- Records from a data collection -
-- Begin --

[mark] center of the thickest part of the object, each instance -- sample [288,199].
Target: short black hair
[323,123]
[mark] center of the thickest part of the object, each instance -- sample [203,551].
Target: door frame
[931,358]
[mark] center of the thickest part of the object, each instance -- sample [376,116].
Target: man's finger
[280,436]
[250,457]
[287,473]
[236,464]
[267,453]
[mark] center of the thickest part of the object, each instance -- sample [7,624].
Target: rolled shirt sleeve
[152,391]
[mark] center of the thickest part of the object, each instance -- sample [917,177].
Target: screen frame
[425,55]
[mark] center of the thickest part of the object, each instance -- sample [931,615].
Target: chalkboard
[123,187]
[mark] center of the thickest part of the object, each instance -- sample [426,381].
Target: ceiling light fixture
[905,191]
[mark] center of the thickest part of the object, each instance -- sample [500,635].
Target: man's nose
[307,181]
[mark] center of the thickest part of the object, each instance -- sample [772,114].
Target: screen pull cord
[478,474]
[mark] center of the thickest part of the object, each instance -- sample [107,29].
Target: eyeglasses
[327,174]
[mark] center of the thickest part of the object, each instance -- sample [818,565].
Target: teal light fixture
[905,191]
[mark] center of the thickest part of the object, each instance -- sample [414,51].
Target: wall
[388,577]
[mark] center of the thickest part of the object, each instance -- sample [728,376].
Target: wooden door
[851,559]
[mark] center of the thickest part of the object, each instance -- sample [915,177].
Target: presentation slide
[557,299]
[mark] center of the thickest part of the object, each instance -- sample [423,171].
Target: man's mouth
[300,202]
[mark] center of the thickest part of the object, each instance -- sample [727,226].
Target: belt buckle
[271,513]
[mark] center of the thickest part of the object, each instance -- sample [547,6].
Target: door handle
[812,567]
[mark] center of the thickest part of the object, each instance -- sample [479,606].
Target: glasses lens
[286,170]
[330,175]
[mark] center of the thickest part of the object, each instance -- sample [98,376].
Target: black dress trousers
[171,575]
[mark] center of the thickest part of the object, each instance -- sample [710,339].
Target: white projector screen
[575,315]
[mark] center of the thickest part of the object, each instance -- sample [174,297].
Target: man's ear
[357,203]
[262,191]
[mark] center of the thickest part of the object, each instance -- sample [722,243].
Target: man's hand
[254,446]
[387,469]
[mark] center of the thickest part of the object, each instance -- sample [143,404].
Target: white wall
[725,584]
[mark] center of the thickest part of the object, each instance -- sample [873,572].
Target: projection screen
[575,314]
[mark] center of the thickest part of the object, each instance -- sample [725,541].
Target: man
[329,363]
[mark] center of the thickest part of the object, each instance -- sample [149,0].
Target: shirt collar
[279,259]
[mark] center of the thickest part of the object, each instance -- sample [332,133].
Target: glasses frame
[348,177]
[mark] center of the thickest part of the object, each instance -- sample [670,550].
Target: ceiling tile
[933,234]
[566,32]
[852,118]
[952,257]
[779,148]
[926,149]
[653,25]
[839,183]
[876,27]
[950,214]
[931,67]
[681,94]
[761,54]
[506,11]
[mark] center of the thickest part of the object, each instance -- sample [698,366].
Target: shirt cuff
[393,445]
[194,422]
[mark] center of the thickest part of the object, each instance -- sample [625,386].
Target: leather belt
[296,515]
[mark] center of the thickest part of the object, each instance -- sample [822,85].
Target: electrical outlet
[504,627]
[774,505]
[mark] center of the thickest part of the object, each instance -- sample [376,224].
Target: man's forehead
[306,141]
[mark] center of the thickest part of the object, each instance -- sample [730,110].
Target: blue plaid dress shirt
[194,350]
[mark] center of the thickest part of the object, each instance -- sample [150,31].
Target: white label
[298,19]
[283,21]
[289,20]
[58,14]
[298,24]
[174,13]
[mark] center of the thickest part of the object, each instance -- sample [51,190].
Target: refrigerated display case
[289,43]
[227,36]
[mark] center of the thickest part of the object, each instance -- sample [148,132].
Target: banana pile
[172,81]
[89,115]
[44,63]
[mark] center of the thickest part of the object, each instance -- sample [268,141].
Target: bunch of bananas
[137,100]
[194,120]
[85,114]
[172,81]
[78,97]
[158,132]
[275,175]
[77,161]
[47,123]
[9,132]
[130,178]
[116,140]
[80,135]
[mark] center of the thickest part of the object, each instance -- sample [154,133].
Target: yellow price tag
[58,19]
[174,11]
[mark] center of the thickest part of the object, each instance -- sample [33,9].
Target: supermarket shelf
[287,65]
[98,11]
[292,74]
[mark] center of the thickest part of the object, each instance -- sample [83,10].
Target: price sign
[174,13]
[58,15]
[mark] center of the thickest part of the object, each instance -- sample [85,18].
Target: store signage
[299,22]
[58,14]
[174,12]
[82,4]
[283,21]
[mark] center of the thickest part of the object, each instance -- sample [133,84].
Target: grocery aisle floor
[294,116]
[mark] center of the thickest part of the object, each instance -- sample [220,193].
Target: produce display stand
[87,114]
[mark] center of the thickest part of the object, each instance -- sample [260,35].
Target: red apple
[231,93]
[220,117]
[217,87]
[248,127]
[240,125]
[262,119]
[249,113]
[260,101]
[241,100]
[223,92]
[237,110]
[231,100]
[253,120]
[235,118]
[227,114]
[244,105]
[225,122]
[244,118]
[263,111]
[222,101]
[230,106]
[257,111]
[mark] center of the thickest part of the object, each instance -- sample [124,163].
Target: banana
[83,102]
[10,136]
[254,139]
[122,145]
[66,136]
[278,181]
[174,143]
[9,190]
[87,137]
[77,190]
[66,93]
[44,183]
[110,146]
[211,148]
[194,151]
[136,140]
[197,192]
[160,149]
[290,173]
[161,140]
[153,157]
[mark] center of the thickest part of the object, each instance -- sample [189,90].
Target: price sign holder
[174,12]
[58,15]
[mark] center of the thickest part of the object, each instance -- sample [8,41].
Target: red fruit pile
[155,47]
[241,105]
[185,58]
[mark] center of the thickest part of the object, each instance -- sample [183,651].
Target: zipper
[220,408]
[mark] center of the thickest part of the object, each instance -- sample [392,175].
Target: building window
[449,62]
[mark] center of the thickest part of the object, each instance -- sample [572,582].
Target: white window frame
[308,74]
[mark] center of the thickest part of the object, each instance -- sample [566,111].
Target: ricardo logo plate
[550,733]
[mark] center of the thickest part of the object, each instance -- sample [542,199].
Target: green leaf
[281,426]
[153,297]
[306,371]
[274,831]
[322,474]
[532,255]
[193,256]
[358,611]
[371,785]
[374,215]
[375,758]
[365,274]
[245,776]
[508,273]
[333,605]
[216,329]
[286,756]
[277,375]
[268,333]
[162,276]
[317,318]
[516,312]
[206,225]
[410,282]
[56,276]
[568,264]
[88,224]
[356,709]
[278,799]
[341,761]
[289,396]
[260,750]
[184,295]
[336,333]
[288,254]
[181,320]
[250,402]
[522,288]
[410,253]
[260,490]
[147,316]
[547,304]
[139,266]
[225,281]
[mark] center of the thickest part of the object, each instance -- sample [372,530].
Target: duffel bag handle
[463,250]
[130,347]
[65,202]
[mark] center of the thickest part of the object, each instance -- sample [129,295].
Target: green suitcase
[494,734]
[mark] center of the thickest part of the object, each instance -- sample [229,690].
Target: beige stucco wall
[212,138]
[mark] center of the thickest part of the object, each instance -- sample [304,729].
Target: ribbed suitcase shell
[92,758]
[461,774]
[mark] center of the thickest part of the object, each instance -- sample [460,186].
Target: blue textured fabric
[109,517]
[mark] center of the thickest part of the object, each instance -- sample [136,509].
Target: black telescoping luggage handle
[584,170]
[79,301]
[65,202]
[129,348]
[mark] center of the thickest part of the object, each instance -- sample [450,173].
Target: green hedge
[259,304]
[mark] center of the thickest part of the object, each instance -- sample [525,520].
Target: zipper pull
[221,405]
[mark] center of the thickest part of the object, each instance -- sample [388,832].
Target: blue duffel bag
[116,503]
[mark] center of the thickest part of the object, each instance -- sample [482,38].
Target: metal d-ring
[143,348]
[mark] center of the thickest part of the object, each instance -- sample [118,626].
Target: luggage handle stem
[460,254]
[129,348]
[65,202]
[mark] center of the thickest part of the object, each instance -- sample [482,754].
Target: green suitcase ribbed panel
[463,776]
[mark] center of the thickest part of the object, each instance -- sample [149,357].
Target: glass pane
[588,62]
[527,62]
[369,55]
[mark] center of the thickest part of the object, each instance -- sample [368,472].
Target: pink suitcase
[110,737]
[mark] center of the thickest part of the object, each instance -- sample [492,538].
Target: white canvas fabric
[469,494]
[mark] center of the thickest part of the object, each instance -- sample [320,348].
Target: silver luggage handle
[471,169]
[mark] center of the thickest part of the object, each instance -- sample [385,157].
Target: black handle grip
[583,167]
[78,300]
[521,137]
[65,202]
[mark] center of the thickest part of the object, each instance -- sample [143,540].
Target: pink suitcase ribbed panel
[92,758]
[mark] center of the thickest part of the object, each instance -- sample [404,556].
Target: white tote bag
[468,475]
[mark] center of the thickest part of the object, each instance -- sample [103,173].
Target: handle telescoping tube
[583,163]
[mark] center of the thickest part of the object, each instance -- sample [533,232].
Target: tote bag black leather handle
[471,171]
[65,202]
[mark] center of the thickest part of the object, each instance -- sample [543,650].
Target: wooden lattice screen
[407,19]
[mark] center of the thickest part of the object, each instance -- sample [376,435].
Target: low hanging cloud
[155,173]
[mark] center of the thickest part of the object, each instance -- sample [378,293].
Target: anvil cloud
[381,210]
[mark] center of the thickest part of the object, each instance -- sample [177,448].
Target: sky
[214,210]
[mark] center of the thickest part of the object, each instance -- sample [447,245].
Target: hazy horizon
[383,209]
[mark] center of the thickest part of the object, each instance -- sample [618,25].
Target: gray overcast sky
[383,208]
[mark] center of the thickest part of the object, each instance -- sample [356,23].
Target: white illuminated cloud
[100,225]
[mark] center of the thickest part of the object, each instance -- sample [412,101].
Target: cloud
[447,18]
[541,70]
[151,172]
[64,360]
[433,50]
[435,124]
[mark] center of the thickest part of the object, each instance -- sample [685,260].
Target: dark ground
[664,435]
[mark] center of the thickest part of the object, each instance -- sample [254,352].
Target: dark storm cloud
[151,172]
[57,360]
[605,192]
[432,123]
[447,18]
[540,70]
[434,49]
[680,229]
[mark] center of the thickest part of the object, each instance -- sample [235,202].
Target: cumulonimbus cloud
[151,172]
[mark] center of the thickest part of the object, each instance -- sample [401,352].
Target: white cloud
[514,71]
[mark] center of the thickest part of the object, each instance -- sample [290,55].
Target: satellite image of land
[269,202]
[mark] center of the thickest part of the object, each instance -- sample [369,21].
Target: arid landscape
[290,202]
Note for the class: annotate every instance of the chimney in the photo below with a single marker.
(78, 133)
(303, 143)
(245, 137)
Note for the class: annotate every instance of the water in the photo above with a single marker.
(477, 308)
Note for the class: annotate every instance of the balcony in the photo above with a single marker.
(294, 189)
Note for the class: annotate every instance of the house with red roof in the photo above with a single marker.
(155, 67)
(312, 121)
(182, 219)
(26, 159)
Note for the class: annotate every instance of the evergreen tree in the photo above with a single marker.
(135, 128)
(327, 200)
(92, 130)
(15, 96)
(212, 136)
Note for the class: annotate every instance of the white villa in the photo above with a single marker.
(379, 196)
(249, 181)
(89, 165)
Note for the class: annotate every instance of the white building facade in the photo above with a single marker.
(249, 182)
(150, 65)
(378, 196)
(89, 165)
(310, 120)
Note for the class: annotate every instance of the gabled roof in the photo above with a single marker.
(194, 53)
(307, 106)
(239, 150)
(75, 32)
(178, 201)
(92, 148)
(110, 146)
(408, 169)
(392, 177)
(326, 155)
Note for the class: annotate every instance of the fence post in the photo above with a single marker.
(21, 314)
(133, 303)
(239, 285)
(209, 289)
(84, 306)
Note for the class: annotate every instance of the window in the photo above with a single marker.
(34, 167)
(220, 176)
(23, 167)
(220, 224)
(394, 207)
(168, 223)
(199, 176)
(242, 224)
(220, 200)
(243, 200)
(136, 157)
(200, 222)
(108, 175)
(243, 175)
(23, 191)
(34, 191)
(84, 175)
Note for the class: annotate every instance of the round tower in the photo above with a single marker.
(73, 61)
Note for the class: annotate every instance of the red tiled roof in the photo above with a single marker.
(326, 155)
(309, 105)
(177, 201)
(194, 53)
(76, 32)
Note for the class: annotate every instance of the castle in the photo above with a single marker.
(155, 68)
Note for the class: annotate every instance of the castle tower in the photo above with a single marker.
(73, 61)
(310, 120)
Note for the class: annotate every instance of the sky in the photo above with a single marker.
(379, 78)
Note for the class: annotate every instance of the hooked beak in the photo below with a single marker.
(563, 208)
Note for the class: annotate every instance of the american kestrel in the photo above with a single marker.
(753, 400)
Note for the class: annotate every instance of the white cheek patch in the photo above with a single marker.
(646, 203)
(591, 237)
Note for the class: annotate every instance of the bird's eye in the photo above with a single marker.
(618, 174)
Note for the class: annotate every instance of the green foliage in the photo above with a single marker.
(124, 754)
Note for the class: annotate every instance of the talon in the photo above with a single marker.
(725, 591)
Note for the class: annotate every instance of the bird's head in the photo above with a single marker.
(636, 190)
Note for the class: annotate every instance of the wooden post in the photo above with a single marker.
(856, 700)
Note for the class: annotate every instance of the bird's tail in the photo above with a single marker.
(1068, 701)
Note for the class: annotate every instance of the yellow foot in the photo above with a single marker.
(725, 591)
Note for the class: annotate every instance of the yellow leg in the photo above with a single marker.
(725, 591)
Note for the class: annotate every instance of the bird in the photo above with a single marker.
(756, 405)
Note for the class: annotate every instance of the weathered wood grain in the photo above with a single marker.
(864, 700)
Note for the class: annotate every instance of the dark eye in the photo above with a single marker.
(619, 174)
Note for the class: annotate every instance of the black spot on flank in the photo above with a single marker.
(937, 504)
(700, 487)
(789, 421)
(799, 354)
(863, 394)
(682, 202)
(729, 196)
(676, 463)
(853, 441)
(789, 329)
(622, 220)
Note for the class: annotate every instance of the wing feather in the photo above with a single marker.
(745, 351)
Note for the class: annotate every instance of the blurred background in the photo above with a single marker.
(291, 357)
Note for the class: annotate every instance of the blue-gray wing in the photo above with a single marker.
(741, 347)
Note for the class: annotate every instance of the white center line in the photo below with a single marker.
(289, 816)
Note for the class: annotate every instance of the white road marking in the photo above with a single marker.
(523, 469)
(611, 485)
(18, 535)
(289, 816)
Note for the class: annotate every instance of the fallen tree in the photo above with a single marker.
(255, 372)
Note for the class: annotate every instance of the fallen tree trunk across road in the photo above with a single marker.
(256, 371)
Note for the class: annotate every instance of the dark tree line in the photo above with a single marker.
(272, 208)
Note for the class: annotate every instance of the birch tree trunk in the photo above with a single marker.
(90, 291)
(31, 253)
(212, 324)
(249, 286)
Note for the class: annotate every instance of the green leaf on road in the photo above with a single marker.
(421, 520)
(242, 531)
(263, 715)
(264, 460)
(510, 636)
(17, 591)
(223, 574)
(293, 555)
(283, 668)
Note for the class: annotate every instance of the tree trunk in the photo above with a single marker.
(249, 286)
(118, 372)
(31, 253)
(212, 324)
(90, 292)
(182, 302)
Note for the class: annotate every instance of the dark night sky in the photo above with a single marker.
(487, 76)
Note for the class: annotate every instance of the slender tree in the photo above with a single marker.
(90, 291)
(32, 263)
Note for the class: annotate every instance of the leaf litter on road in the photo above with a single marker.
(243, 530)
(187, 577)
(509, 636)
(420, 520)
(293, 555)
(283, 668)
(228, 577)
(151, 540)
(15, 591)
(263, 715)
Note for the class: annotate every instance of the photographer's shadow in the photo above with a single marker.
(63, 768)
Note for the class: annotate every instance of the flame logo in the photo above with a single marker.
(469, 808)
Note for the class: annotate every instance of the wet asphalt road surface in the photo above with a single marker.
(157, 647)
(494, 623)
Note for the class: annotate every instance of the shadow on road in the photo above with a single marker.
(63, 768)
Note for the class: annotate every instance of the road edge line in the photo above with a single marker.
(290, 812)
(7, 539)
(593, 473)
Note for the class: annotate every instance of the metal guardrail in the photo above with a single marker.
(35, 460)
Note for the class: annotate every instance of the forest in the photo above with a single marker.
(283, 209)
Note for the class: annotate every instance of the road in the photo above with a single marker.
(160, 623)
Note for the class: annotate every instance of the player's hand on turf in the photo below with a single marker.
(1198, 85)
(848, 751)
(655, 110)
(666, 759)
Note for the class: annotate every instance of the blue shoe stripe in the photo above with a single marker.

-- End --

- Problem details -
Reproduce the lines of the entries above exactly, but only from the line containing "of the photographer's" through the final line.

- In response -
Note for the class: annotate every instance of the photographer's shadow in the photo above with a single marker.
(63, 768)
Note for the class: annotate every instance of the flame logo in the photo above with a single marker.
(469, 808)
Note for the class: annotate every instance of the wet asphalt road surface in the photo above with a single marker.
(157, 647)
(494, 623)
Note for the class: annotate every instance of the shadow on road in the photo above with a single marker.
(63, 768)
Note for the class: annotate every instance of the road edge line in the photo above with a single marker.
(290, 812)
(7, 539)
(593, 473)
Note for the class: annotate every instance of the metal guardrail in the photo above with a single marker.
(35, 460)
Note for the class: annotate every instance of the forest in the photo above with a single marker.
(283, 209)
Note for the class: annotate every instance of the road in the photo above with a single marker.
(160, 623)
Note for the class: annotate every instance of the player's hand on turf in the photo below with a single marker.
(1198, 85)
(848, 751)
(655, 110)
(666, 759)
Note for the class: annotate every instance of the blue shoe stripe in the photo above with a single marker.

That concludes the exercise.